- _Dataset excerpts_
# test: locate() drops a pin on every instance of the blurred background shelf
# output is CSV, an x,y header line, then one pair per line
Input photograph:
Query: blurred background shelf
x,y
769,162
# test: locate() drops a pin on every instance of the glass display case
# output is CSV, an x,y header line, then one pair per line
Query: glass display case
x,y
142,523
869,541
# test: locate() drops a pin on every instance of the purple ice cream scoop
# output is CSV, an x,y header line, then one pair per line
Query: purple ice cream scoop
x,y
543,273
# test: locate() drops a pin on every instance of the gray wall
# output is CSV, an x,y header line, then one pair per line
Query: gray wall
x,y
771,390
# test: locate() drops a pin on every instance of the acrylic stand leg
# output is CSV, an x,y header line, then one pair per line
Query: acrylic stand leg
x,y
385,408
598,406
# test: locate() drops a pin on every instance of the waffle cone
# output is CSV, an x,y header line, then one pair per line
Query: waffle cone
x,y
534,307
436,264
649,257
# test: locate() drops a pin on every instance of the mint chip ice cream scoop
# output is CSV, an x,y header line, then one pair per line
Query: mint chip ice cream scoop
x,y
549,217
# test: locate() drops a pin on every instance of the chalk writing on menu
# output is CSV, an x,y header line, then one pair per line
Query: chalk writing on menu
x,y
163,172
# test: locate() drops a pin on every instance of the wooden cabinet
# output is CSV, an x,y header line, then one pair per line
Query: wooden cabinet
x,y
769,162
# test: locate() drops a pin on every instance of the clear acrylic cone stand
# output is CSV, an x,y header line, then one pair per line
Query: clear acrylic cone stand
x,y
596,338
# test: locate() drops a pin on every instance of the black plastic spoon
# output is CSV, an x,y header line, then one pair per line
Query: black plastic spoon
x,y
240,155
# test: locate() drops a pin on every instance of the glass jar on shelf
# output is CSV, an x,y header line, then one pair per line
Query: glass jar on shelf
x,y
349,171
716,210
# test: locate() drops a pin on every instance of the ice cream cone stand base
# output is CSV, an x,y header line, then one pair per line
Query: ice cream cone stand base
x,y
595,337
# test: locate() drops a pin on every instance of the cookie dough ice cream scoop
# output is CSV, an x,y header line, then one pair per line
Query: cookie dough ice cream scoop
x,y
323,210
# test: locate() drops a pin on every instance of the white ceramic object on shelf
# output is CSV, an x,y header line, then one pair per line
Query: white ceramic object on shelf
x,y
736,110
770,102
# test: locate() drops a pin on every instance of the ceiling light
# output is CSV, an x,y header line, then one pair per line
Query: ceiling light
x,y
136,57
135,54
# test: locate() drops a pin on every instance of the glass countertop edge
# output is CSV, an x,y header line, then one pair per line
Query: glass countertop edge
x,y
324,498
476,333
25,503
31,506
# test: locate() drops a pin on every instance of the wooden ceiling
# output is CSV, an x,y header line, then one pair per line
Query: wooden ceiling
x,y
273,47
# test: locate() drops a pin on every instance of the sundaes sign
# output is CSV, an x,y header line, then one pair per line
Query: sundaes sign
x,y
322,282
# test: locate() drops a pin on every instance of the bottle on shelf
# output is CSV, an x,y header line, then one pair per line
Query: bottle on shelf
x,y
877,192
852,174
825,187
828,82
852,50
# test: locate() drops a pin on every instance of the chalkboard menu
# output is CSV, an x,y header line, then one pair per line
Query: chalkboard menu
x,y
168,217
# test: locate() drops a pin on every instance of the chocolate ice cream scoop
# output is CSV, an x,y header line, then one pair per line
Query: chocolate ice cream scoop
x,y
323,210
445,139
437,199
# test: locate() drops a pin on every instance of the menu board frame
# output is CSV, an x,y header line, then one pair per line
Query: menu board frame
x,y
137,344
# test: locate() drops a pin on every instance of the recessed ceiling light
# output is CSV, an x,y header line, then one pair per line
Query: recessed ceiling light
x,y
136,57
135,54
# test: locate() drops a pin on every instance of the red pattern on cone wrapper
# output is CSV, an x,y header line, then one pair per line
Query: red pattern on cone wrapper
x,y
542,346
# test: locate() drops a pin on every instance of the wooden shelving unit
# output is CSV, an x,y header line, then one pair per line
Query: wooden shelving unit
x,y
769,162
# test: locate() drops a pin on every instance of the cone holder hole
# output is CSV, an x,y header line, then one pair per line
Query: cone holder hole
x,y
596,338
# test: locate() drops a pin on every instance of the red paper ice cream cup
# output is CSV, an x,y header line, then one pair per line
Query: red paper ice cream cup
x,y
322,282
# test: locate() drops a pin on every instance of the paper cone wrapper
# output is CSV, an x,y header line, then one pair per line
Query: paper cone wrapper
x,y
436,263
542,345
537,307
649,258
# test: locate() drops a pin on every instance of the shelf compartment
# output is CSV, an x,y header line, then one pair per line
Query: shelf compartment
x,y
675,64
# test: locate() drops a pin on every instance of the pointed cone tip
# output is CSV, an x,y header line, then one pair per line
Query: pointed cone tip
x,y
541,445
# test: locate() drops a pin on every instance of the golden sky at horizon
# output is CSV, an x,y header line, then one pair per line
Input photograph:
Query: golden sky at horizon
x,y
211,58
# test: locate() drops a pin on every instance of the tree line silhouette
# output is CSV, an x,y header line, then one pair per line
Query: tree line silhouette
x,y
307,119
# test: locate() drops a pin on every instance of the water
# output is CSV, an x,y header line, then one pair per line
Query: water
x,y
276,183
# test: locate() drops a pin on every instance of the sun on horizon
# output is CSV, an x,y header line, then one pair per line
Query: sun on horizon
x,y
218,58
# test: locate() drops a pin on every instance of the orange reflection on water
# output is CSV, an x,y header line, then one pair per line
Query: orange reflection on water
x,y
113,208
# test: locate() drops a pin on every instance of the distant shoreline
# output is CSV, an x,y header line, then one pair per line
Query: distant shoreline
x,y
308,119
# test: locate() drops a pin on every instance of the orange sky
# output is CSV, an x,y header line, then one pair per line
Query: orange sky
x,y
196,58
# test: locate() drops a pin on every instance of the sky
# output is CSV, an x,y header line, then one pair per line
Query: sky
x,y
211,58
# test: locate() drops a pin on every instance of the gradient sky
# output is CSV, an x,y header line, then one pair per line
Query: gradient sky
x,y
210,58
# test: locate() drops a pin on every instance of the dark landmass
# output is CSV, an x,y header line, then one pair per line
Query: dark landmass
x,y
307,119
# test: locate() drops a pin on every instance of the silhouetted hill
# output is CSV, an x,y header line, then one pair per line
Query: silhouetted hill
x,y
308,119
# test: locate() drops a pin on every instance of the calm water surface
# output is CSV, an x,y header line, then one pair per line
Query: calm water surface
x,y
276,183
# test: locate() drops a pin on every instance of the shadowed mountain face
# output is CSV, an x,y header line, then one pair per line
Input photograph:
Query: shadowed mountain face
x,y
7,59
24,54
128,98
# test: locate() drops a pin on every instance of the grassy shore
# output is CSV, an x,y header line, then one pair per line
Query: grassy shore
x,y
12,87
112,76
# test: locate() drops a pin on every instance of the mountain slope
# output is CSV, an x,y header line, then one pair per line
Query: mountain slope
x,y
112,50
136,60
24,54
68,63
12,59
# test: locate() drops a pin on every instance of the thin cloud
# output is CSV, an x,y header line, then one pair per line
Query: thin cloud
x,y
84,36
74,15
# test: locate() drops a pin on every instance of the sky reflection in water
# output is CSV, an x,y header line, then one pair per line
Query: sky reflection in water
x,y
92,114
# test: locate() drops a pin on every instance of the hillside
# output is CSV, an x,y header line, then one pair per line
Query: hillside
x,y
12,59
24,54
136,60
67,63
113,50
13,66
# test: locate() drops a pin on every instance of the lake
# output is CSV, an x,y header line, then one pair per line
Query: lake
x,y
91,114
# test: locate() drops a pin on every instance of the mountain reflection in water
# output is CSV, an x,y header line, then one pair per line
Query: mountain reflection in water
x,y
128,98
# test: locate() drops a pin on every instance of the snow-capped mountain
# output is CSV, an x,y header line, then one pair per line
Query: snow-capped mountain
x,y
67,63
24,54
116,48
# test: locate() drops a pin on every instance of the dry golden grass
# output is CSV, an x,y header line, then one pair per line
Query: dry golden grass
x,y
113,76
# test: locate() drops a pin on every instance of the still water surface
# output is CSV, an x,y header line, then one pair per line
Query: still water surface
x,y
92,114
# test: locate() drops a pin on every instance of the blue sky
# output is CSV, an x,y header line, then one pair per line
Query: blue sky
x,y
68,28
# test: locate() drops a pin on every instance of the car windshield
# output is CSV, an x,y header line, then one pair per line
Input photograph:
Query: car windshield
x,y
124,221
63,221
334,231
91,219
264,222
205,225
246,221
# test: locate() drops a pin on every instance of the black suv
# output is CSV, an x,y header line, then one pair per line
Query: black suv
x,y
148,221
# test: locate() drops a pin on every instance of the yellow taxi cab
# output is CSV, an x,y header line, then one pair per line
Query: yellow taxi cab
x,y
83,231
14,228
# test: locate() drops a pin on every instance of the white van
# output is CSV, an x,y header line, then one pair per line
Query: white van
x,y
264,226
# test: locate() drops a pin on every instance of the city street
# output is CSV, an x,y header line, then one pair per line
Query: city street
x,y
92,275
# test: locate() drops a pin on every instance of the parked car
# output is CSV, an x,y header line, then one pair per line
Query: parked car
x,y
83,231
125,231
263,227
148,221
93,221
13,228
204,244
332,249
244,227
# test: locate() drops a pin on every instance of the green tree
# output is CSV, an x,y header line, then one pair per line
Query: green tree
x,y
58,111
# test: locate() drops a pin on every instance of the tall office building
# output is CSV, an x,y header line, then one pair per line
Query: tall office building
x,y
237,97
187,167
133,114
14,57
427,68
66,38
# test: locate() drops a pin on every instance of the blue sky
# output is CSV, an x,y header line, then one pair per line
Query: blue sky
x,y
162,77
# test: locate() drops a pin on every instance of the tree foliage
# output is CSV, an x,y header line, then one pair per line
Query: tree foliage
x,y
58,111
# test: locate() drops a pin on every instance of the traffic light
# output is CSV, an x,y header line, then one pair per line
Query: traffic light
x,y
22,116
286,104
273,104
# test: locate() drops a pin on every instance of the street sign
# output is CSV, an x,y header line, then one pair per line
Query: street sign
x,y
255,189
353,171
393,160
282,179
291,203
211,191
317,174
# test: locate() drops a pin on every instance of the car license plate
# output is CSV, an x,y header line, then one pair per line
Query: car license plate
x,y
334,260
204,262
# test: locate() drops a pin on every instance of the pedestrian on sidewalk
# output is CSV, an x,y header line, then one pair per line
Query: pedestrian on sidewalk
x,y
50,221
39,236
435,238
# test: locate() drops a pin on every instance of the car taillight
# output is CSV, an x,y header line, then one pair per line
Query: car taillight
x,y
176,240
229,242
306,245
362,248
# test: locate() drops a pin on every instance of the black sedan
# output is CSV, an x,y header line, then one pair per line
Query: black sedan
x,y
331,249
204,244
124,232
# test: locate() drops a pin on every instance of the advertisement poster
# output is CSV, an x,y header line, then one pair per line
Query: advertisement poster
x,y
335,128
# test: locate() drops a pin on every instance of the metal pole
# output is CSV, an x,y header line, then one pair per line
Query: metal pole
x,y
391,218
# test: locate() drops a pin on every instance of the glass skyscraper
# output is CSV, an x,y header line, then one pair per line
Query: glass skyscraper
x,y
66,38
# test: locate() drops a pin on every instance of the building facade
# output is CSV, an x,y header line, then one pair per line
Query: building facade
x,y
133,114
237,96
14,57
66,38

- _Work instructions_
Of the entries above, transcribe exactly those lines that fall between the line containing "Query: paper cone wrapper" and the line containing "the golden sky at horizon", together with those two lines.

- _Answer area_
Query: paper cone wrapper
x,y
436,263
542,345
537,307
649,258
# test: locate() drops a pin on every instance of the shelf compartment
# output is CSV, an x,y header line, then one pair per line
Query: shelf compartment
x,y
675,64
# test: locate() drops a pin on every instance of the pointed cone tip
# output is CSV, an x,y header line, then one pair per line
Query: pointed cone tip
x,y
541,445
# test: locate() drops a pin on every instance of the golden sky at horizon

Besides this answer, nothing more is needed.